À supporter l'ombre ",

 

sans peur (mais blotti contre elle), je vais me coucher.

  

16 avril

Sommeil agité. Cette nuit j'ai chevauché en rêve mon voilier cap au sud. En Baie de Quiberon, les moutons hurlaient comme des chiens enragés. Peut-être (comme beaucoup d'entre nous) en avaient-ils assez de se faire traiter de moutons. Mon voilier, toutes voiles dehors malgré le grand frais, et moi agrippé à la barre à ne rien vouloir céder, nous menions la meute, dans un grand rire qui intimidait les mugissements du vent. Bientôt, les moutons-chiens nous dépassèrent, nous signifiant qu'ils prenaient les commandes. Je m'éveillai alors, la conscience apaisée.

Enregistrements extraits:
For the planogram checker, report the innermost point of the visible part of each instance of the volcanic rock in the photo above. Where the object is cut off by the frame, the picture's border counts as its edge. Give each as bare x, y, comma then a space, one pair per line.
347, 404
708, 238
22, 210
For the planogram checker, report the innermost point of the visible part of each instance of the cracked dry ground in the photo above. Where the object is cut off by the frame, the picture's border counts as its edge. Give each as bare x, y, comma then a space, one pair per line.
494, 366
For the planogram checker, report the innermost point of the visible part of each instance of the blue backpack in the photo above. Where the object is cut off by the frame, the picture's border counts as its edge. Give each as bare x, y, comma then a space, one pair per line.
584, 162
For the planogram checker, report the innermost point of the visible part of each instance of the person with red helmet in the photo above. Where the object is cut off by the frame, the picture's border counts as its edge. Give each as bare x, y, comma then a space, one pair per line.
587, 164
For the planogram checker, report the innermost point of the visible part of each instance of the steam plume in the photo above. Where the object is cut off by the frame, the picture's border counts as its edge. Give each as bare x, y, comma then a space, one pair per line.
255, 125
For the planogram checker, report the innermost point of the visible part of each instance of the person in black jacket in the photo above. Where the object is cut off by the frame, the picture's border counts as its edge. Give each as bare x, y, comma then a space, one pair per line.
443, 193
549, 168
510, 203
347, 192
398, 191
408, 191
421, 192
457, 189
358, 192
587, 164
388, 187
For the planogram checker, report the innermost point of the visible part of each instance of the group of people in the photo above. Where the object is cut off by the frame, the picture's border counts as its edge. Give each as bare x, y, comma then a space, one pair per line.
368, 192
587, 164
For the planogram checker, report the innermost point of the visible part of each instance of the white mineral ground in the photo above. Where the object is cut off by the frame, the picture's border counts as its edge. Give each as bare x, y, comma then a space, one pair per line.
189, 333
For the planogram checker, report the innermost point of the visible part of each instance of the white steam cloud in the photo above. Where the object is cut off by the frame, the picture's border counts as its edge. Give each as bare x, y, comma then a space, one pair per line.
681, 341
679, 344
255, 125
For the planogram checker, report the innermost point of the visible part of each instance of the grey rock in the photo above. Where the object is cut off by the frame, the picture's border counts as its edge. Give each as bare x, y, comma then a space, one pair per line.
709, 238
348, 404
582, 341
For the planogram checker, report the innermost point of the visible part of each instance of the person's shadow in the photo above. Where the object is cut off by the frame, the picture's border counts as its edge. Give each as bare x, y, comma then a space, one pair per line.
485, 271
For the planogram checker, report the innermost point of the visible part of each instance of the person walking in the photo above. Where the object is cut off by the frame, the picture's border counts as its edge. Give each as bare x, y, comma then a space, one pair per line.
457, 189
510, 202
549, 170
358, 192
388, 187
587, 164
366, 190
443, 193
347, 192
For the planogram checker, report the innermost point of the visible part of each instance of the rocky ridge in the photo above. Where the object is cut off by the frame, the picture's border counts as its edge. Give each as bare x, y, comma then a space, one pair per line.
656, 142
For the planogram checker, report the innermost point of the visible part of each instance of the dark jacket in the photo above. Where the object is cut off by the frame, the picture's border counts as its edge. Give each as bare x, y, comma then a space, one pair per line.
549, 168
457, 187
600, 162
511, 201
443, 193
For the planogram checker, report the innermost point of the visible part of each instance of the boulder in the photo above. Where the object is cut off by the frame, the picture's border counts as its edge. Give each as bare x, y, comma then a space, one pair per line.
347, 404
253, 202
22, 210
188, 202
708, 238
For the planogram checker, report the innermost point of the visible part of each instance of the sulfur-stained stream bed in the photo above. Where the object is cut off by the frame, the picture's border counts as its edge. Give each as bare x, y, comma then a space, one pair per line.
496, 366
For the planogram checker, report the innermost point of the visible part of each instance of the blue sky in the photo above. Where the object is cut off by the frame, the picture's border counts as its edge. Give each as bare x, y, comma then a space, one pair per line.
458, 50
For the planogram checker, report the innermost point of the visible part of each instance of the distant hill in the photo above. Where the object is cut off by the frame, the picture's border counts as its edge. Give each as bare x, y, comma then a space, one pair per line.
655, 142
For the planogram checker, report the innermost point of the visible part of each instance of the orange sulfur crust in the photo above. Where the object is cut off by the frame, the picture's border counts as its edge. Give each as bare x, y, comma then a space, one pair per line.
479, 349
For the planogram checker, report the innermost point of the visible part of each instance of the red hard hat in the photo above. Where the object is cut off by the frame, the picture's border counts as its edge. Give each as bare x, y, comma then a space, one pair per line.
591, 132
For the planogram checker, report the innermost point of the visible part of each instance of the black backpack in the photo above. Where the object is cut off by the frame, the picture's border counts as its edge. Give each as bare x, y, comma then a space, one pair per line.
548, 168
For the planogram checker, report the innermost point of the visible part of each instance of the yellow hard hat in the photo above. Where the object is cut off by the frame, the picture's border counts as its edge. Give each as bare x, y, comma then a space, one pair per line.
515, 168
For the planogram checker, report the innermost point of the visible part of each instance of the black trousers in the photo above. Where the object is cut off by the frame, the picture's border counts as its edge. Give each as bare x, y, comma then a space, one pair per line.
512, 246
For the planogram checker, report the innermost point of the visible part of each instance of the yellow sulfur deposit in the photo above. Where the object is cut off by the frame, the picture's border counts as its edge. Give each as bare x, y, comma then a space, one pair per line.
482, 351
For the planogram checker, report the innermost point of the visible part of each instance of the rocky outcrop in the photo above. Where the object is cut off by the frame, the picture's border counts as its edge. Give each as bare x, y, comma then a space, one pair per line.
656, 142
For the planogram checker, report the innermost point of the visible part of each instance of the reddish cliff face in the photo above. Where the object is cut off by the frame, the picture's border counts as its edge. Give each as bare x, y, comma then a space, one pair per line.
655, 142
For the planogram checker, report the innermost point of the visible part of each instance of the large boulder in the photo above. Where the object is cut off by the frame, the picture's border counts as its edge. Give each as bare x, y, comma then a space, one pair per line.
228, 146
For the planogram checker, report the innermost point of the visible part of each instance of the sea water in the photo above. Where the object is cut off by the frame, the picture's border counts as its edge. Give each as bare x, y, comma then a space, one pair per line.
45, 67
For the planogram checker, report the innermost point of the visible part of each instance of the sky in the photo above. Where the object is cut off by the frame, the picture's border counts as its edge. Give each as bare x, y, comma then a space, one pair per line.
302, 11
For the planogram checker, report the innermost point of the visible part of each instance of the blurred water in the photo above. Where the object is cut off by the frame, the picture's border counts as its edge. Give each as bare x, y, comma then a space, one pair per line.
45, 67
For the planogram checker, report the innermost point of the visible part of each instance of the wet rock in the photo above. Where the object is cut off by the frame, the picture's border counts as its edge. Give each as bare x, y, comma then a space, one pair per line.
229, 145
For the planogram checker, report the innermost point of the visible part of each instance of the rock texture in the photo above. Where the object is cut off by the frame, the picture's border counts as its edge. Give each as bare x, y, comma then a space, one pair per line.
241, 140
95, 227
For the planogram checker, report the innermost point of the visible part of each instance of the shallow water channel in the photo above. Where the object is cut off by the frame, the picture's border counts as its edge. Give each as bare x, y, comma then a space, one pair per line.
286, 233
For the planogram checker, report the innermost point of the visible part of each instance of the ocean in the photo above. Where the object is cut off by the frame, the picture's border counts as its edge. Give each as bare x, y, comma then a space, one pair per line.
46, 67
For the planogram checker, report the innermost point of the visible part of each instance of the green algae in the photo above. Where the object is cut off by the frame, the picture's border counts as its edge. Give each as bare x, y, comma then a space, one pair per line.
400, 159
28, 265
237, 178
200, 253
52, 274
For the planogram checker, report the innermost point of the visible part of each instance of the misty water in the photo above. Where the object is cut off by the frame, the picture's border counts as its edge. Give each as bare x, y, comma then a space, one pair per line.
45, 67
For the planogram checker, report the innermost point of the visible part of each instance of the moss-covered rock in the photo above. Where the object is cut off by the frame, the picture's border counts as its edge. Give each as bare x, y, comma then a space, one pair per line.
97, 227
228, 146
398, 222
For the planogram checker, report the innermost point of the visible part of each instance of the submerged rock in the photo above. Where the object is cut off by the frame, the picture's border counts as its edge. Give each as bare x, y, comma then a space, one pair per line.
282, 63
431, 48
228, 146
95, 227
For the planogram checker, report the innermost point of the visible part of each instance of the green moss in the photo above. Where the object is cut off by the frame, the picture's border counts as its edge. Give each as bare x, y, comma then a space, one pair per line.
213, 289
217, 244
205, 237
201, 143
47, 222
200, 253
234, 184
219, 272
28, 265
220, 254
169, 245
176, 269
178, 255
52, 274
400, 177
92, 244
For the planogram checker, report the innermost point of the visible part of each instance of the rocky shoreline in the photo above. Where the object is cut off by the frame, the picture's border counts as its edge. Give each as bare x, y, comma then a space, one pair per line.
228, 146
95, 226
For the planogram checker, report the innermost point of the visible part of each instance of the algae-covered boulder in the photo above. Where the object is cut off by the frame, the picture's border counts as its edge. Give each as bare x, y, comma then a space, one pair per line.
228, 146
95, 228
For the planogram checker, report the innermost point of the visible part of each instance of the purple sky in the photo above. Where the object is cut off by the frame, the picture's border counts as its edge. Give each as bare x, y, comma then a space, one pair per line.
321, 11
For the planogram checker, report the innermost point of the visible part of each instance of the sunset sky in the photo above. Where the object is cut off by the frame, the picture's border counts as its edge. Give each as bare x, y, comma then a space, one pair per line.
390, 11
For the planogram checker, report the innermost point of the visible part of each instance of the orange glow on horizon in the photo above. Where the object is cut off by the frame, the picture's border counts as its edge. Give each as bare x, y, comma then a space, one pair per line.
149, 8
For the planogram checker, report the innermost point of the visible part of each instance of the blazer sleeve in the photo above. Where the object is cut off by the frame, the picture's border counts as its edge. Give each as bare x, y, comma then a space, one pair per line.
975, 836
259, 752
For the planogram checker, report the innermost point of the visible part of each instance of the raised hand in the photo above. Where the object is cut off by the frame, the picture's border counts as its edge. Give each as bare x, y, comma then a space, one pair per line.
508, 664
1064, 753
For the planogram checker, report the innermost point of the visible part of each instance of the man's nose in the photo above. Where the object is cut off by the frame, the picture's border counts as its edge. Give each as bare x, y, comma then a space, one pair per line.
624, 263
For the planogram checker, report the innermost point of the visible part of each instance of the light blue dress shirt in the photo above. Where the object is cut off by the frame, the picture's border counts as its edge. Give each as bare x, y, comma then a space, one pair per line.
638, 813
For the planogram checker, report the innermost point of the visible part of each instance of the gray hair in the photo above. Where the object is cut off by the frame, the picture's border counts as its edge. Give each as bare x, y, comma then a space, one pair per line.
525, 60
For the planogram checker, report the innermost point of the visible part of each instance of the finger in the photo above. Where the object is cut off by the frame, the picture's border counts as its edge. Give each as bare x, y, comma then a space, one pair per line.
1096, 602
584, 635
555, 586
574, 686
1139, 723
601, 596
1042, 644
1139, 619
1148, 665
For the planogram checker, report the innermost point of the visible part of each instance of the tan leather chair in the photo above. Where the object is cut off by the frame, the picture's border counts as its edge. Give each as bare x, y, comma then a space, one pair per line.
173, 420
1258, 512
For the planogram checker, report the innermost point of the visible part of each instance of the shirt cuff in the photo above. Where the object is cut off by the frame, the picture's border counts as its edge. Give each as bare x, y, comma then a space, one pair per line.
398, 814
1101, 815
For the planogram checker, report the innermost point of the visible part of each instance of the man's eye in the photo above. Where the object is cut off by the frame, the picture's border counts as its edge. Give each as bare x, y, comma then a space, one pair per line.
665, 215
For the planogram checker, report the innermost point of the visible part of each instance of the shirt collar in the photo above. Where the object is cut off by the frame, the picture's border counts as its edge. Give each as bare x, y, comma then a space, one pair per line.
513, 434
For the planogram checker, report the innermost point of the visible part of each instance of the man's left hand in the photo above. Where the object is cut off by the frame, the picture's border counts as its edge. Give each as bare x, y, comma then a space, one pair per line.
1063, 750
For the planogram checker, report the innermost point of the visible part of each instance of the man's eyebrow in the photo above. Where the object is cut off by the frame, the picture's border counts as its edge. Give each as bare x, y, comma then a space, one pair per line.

Consigne A:
Répondez à ces questions sur le passage de journal intime :
(i) Avant l'entrée datée, que s'apprête à faire la personne qui écrit ?
(ii) Dans quelle baie se déroule le rêve ?
(iii) Dans quel état est la conscience au réveil ?
Consigne B:
Poursuivez le passage de journal intime à la suite de sa dernière phrase.

Réponse rédigée A:
(i) Aller se coucher.
(ii) La Baie de Quiberon.
(iii) Apaisée.

Réponse rédigée B:
17 avril

L'urgence est à la palabre ! Il n'est pas anormal que Place de la République, à la "Nuit debout", on ait l'impression de vivre un rêve éveillé. J'y ai croisé des enthousiasmes, mais aussi des impatiences de savoir le débouché politique de ce vaste forum. Et bien moi, leur ais-je dit, je ne suis pas trop impatient de m'exhiber avec l'autocollant de mon champion de 2017 à mon blouson. Et je déclare que "l'urgence est à la palabre" ! Des milliers de personnes, jeunes pour la plupart et sans expérience militante, décident de parler ensemble de la société, et de considérer qu'ils n'ont pas à s'en remettre à d'autres, veulent rester maîtres de leurs échanges. Et ils se méfient (sans forcément les rejeter) des discours "sachants" et convenus (qui jusqu'ici n'ont guère eu d'effets convaincants, admettons-le). C'est un big-bang réjouissant pour tous ceux qui affichent la "primauté au mouvement populaire". Il faut laisser du temps pour que les paroles, de parallèles et chaotiques qu'elles sont, trouvent le chemin de leurs cohérences et les arêtes communes de leurs cristaux.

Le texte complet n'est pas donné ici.